**Given exercise:** Can you lay out every entry below as a numbered list, skipping blank lines and leaving out the pictures?

**Input for this task:**

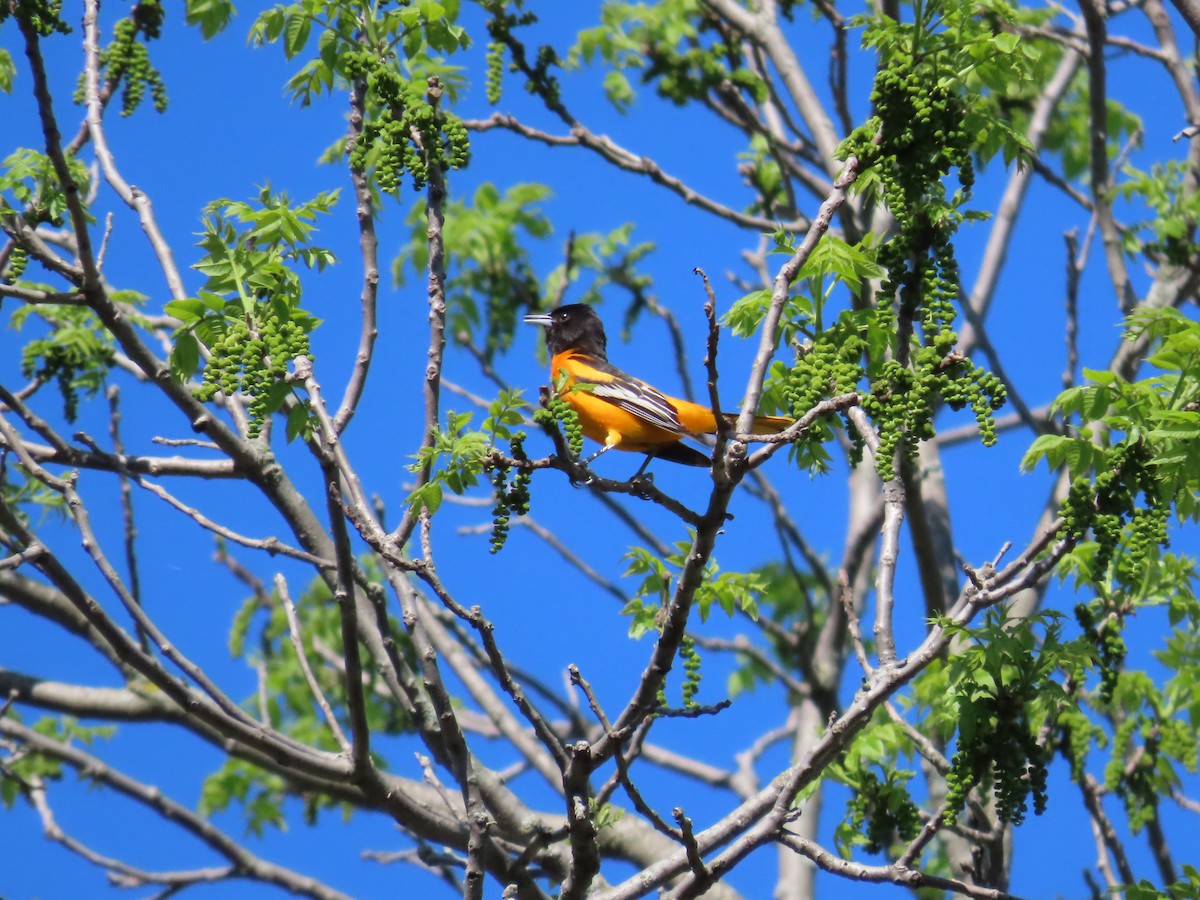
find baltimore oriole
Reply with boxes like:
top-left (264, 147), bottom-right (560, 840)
top-left (524, 304), bottom-right (793, 474)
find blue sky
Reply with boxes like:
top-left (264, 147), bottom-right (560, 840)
top-left (0, 4), bottom-right (1195, 900)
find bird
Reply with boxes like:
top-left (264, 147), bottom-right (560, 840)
top-left (524, 304), bottom-right (794, 478)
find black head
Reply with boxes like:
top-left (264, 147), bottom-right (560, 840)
top-left (526, 304), bottom-right (607, 359)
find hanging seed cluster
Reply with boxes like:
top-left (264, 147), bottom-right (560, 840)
top-left (344, 49), bottom-right (470, 193)
top-left (533, 394), bottom-right (583, 458)
top-left (679, 635), bottom-right (701, 709)
top-left (784, 323), bottom-right (865, 466)
top-left (74, 0), bottom-right (167, 116)
top-left (196, 304), bottom-right (312, 438)
top-left (842, 49), bottom-right (1006, 481)
top-left (942, 685), bottom-right (1048, 826)
top-left (1075, 604), bottom-right (1127, 704)
top-left (490, 431), bottom-right (533, 553)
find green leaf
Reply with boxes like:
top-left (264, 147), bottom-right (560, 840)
top-left (170, 331), bottom-right (200, 382)
top-left (184, 0), bottom-right (234, 41)
top-left (0, 48), bottom-right (17, 94)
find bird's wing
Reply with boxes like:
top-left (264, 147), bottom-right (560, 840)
top-left (575, 356), bottom-right (689, 434)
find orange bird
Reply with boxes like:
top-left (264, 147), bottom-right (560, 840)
top-left (524, 304), bottom-right (793, 474)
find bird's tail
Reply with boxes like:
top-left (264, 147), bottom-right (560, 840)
top-left (721, 413), bottom-right (796, 434)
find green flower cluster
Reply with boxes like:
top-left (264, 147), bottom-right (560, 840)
top-left (74, 0), bottom-right (167, 115)
top-left (490, 431), bottom-right (533, 553)
top-left (487, 41), bottom-right (504, 107)
top-left (942, 685), bottom-right (1048, 826)
top-left (197, 304), bottom-right (312, 438)
top-left (4, 244), bottom-right (29, 284)
top-left (1075, 604), bottom-right (1126, 703)
top-left (679, 635), bottom-right (701, 709)
top-left (344, 49), bottom-right (470, 193)
top-left (842, 48), bottom-right (1006, 481)
top-left (782, 324), bottom-right (865, 464)
top-left (846, 769), bottom-right (920, 853)
top-left (1104, 714), bottom-right (1176, 834)
top-left (484, 0), bottom-right (559, 107)
top-left (533, 394), bottom-right (583, 458)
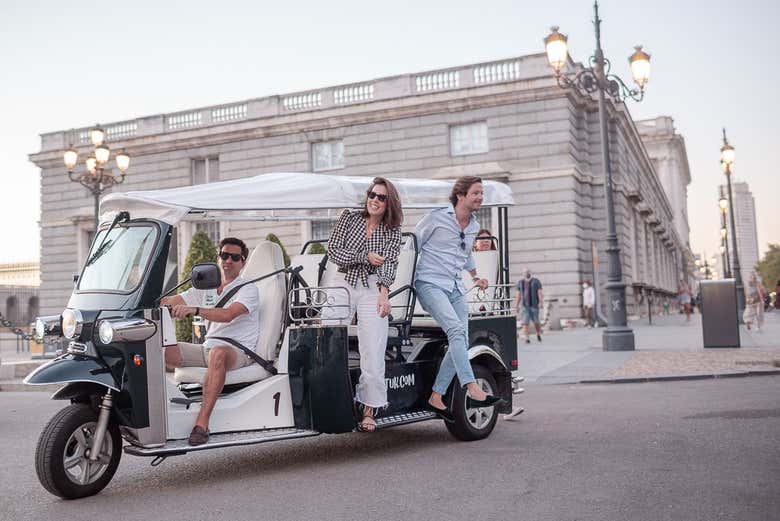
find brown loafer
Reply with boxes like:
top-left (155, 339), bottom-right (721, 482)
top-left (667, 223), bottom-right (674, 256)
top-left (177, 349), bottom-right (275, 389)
top-left (187, 425), bottom-right (209, 445)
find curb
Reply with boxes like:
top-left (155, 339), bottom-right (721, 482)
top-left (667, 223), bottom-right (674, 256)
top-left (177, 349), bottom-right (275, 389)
top-left (579, 369), bottom-right (780, 384)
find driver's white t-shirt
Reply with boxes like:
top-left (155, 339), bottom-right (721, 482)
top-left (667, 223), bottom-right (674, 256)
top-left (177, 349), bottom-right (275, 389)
top-left (181, 277), bottom-right (260, 351)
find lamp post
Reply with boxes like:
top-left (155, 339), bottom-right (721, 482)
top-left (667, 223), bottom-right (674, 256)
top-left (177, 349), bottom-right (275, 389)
top-left (718, 190), bottom-right (731, 279)
top-left (696, 254), bottom-right (718, 280)
top-left (720, 128), bottom-right (745, 318)
top-left (544, 2), bottom-right (650, 351)
top-left (63, 125), bottom-right (130, 234)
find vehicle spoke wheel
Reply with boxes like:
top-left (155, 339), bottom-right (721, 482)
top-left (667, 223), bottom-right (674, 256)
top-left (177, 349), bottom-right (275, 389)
top-left (62, 422), bottom-right (113, 485)
top-left (35, 403), bottom-right (122, 499)
top-left (446, 364), bottom-right (498, 441)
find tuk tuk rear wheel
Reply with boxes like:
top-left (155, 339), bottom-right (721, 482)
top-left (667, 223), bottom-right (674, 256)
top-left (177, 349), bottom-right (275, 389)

**Answer to the task:**
1. find baltimore oriole
2. Reply with boxes like:
3. top-left (264, 147), bottom-right (560, 840)
4. top-left (524, 304), bottom-right (793, 474)
5. find blue sky
6. Reply with boxes like:
7. top-left (264, 147), bottom-right (560, 840)
8. top-left (0, 4), bottom-right (1195, 900)
9. find bird
10. Reply with boxes like:
11. top-left (264, 147), bottom-right (560, 840)
12. top-left (524, 304), bottom-right (794, 478)
13. find black head
14. Reply with boxes like:
15. top-left (264, 147), bottom-right (560, 840)
16. top-left (526, 304), bottom-right (607, 359)
17. find hanging seed cluster
18. Reply with boxes like:
19. top-left (264, 147), bottom-right (560, 840)
20. top-left (344, 49), bottom-right (470, 193)
21. top-left (533, 394), bottom-right (583, 458)
22. top-left (679, 635), bottom-right (701, 709)
23. top-left (784, 323), bottom-right (865, 466)
24. top-left (74, 0), bottom-right (167, 116)
25. top-left (196, 304), bottom-right (312, 438)
26. top-left (842, 49), bottom-right (1006, 481)
27. top-left (942, 685), bottom-right (1048, 826)
28. top-left (1075, 604), bottom-right (1127, 704)
29. top-left (490, 431), bottom-right (533, 553)
30. find green leaf
31. Reply with boxes like:
32. top-left (264, 147), bottom-right (560, 840)
33. top-left (170, 331), bottom-right (200, 382)
34. top-left (184, 0), bottom-right (234, 41)
35. top-left (0, 48), bottom-right (17, 94)
36. find bird's wing
37. Reply with boxes like:
38. top-left (264, 147), bottom-right (560, 840)
39. top-left (575, 356), bottom-right (689, 434)
40. find orange bird
41. Reply with boxes like:
42. top-left (264, 147), bottom-right (560, 840)
43. top-left (524, 304), bottom-right (793, 474)
44. find bird's tail
45. Reply with boxes like:
46. top-left (264, 147), bottom-right (560, 840)
47. top-left (721, 413), bottom-right (796, 434)
48. find green flower cluster
49. Reply with boxes like:
50. top-left (264, 147), bottom-right (560, 840)
51. top-left (74, 0), bottom-right (167, 115)
52. top-left (490, 431), bottom-right (533, 553)
53. top-left (487, 41), bottom-right (504, 107)
54. top-left (942, 685), bottom-right (1048, 826)
55. top-left (197, 304), bottom-right (312, 438)
56. top-left (4, 244), bottom-right (29, 284)
57. top-left (1075, 604), bottom-right (1126, 703)
58. top-left (679, 635), bottom-right (701, 709)
59. top-left (344, 49), bottom-right (470, 193)
60. top-left (842, 48), bottom-right (1006, 481)
61. top-left (782, 324), bottom-right (865, 464)
62. top-left (846, 769), bottom-right (920, 853)
63. top-left (1104, 714), bottom-right (1176, 834)
64. top-left (484, 0), bottom-right (559, 107)
65. top-left (533, 394), bottom-right (583, 458)
66. find brown loafer
67. Reply with boxes like:
68. top-left (155, 339), bottom-right (721, 482)
69. top-left (667, 223), bottom-right (674, 256)
70. top-left (177, 349), bottom-right (275, 389)
71. top-left (187, 425), bottom-right (209, 445)
72. find curb
73. Reply with boxes like:
74. top-left (155, 339), bottom-right (721, 482)
75. top-left (667, 223), bottom-right (674, 256)
76. top-left (177, 349), bottom-right (275, 389)
77. top-left (579, 369), bottom-right (780, 384)
78. find driver's white t-shirt
79. Reply with boxes like:
80. top-left (155, 339), bottom-right (721, 482)
81. top-left (667, 223), bottom-right (674, 256)
82. top-left (177, 349), bottom-right (275, 389)
83. top-left (181, 277), bottom-right (260, 351)
84. find lamp post
85. Reply with boxes like:
86. top-left (155, 339), bottom-right (721, 482)
87. top-left (667, 223), bottom-right (674, 256)
88. top-left (177, 349), bottom-right (275, 389)
89. top-left (718, 190), bottom-right (731, 279)
90. top-left (696, 254), bottom-right (718, 280)
91. top-left (720, 128), bottom-right (745, 318)
92. top-left (544, 2), bottom-right (650, 351)
93. top-left (63, 125), bottom-right (130, 234)
94. find vehicle spoke wheel
95. Reply with boxes like:
96. top-left (155, 339), bottom-right (721, 482)
97. top-left (667, 223), bottom-right (674, 256)
98. top-left (177, 349), bottom-right (275, 389)
99. top-left (62, 422), bottom-right (113, 485)
100. top-left (35, 403), bottom-right (122, 499)
101. top-left (446, 364), bottom-right (498, 441)
102. find tuk tuk rear wheel
103. Reply with boxes like:
104. top-left (155, 339), bottom-right (721, 482)
105. top-left (667, 223), bottom-right (674, 256)
106. top-left (177, 349), bottom-right (275, 389)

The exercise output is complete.